• Given request: Give back, unchanged, each line from the one containing "Exercise. Point out the ship hull" through the last line of the entries below.

---------------

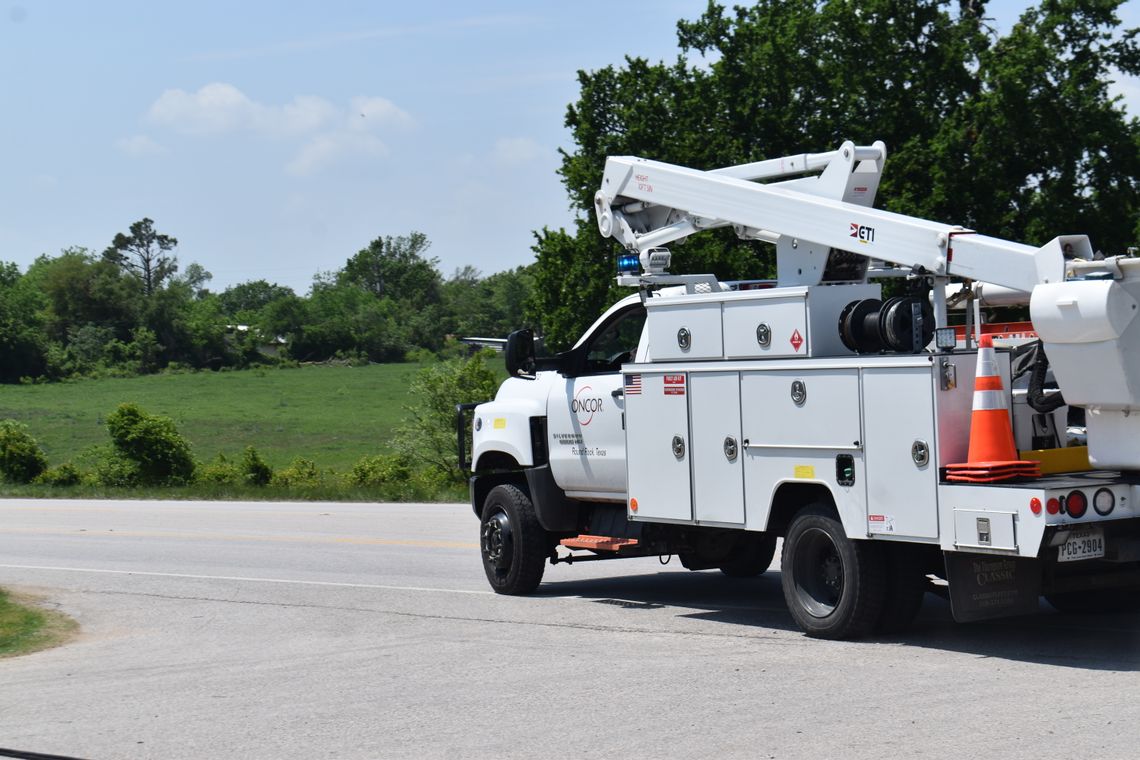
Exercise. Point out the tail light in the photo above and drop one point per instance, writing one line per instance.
(1076, 504)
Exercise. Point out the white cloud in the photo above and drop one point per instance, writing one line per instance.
(219, 107)
(331, 135)
(326, 149)
(139, 146)
(515, 150)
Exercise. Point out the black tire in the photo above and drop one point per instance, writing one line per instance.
(751, 556)
(1102, 601)
(905, 587)
(835, 587)
(513, 545)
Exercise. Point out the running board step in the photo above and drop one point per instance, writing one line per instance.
(599, 542)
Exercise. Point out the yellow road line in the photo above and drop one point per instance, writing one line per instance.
(430, 544)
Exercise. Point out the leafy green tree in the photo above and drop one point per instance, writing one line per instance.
(1016, 136)
(396, 268)
(244, 303)
(81, 289)
(21, 457)
(428, 436)
(489, 307)
(149, 447)
(22, 340)
(145, 253)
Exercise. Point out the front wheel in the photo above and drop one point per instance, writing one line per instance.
(513, 544)
(835, 587)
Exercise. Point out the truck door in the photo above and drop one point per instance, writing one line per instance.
(585, 414)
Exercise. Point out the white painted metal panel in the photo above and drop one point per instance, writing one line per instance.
(784, 317)
(700, 320)
(585, 435)
(828, 416)
(979, 530)
(657, 411)
(790, 442)
(898, 415)
(718, 481)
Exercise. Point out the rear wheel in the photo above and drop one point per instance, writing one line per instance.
(833, 586)
(514, 546)
(751, 556)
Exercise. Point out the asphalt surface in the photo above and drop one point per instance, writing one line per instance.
(335, 630)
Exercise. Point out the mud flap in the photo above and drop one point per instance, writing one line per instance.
(984, 586)
(555, 512)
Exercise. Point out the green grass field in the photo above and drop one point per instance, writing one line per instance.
(330, 415)
(25, 627)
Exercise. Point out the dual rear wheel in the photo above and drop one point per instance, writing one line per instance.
(839, 588)
(835, 587)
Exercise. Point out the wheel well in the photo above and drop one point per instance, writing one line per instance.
(482, 485)
(496, 460)
(792, 497)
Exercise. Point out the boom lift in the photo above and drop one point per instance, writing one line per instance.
(703, 419)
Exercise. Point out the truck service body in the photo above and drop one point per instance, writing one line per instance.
(705, 419)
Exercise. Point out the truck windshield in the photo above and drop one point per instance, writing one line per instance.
(617, 342)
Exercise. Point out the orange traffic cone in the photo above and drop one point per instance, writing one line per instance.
(993, 454)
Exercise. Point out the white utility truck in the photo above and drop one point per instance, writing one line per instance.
(703, 419)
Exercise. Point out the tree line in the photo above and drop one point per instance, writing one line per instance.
(130, 310)
(1017, 136)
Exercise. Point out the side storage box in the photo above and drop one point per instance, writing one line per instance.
(684, 328)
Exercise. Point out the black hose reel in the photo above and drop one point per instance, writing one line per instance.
(903, 325)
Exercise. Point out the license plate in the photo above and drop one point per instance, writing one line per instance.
(1085, 544)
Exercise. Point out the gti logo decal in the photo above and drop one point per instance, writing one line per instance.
(862, 233)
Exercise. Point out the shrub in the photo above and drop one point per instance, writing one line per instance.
(300, 473)
(21, 457)
(254, 468)
(390, 474)
(221, 472)
(113, 468)
(428, 435)
(65, 474)
(152, 443)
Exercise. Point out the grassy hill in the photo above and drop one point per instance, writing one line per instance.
(330, 415)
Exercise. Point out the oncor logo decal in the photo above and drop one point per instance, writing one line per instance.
(862, 233)
(584, 408)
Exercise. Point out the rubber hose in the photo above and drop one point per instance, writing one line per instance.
(1036, 397)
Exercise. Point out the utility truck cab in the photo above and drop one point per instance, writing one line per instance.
(706, 419)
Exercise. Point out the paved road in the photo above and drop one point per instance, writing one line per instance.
(274, 630)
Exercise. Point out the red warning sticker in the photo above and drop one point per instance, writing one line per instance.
(674, 384)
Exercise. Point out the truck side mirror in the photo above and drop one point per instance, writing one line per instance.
(520, 353)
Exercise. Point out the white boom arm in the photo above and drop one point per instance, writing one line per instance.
(646, 203)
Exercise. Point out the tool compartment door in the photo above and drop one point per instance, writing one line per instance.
(902, 495)
(658, 449)
(718, 479)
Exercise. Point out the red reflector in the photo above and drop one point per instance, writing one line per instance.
(1076, 505)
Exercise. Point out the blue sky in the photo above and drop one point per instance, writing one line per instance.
(275, 139)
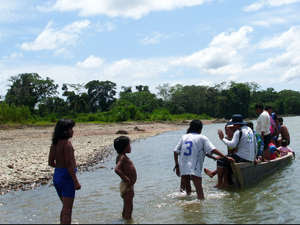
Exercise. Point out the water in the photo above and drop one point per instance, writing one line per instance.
(157, 199)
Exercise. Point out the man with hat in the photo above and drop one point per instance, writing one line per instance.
(243, 140)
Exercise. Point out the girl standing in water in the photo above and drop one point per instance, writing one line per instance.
(61, 157)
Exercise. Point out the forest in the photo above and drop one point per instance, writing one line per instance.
(30, 99)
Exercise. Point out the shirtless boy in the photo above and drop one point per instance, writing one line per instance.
(127, 172)
(61, 157)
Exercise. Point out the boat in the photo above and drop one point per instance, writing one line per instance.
(248, 174)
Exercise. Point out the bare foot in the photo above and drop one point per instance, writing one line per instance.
(209, 173)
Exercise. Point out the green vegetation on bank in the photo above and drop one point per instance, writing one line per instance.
(33, 100)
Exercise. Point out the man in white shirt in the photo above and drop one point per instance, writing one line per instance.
(244, 141)
(263, 125)
(189, 156)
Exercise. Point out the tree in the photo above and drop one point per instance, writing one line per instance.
(101, 95)
(28, 89)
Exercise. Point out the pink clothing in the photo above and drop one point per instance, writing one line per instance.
(284, 150)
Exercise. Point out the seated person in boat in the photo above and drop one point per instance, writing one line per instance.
(273, 151)
(283, 149)
(259, 143)
(245, 145)
(283, 132)
(229, 130)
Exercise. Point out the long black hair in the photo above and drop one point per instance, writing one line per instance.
(61, 130)
(195, 127)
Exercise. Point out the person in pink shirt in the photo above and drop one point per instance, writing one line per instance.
(283, 149)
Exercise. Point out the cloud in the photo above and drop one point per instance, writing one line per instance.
(119, 8)
(51, 38)
(223, 54)
(154, 38)
(91, 62)
(268, 3)
(286, 63)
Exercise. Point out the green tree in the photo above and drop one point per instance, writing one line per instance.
(101, 95)
(28, 89)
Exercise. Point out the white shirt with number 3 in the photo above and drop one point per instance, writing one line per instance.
(192, 148)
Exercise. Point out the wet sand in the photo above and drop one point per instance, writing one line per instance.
(24, 151)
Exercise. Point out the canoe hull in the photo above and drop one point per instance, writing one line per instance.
(247, 174)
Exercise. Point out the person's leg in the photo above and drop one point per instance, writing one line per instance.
(66, 212)
(128, 204)
(210, 173)
(186, 183)
(198, 185)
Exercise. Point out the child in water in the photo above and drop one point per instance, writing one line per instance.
(61, 157)
(127, 172)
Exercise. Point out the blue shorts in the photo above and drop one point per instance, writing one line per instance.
(63, 183)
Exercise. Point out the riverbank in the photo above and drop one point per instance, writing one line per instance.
(24, 151)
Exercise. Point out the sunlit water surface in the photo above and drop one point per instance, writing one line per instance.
(157, 199)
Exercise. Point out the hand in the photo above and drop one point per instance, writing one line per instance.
(127, 180)
(230, 159)
(77, 186)
(177, 171)
(221, 134)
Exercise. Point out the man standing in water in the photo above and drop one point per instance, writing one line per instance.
(192, 149)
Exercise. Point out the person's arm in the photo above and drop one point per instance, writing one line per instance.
(119, 170)
(51, 157)
(230, 143)
(217, 152)
(71, 164)
(176, 164)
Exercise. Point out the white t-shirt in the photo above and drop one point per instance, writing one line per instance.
(246, 146)
(192, 148)
(263, 123)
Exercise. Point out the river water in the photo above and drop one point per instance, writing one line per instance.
(157, 199)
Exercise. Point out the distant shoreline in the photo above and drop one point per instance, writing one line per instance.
(24, 150)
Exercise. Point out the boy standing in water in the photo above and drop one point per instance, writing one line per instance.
(127, 172)
(61, 157)
(191, 150)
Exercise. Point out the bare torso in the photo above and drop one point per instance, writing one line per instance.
(59, 153)
(127, 167)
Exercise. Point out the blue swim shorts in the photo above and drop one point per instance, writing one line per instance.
(63, 183)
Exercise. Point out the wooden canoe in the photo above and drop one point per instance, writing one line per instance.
(248, 174)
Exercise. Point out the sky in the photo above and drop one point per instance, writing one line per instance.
(152, 42)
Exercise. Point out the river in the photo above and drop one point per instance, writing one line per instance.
(157, 199)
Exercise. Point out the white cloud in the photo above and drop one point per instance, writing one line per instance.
(51, 38)
(267, 22)
(154, 38)
(91, 62)
(121, 8)
(268, 3)
(287, 63)
(223, 54)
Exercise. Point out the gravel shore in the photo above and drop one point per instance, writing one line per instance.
(24, 151)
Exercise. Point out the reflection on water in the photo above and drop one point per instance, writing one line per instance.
(157, 197)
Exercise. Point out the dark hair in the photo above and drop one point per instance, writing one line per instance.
(250, 124)
(60, 130)
(195, 127)
(120, 143)
(268, 107)
(259, 106)
(284, 142)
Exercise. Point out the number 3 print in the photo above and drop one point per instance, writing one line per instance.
(189, 148)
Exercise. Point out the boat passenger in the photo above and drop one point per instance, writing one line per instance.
(192, 149)
(244, 140)
(283, 149)
(263, 128)
(284, 132)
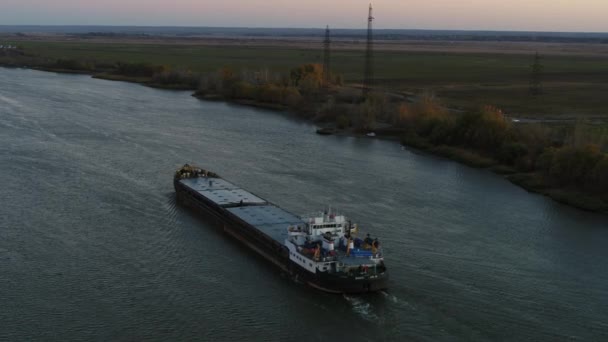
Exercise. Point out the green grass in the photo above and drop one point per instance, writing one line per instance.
(574, 85)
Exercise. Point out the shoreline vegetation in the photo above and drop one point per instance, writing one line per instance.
(567, 162)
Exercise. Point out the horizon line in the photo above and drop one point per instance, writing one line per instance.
(298, 28)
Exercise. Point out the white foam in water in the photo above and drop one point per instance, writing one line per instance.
(362, 308)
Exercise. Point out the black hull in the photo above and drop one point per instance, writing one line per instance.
(273, 250)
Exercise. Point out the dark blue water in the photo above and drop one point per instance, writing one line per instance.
(93, 247)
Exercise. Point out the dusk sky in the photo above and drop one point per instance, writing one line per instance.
(541, 15)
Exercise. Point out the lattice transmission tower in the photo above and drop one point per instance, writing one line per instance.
(327, 59)
(369, 55)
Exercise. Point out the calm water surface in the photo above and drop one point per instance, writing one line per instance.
(93, 247)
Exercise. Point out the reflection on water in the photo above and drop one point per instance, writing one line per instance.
(92, 245)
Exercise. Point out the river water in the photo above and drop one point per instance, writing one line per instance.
(93, 247)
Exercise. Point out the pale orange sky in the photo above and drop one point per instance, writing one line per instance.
(542, 15)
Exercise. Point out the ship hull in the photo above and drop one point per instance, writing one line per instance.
(271, 249)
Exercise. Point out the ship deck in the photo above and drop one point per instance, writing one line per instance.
(257, 212)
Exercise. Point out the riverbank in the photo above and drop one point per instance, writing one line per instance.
(531, 181)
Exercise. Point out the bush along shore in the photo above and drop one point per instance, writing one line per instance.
(568, 163)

---------------

• Response to this task:
Exercise. Point out the ship hull in the photo above and drop one point per instance, writing one line per instance.
(271, 249)
Exercise. Point out the ship deck in the photo above and drop one point per instance, writing one line per instance.
(257, 212)
Exercise. Point out the riverbank in the photo above and drop one point per instance, writing one line per instance.
(531, 181)
Exercise. Point out the bush along shore in the photo above and drop one point per instance, writing one line per instance.
(568, 163)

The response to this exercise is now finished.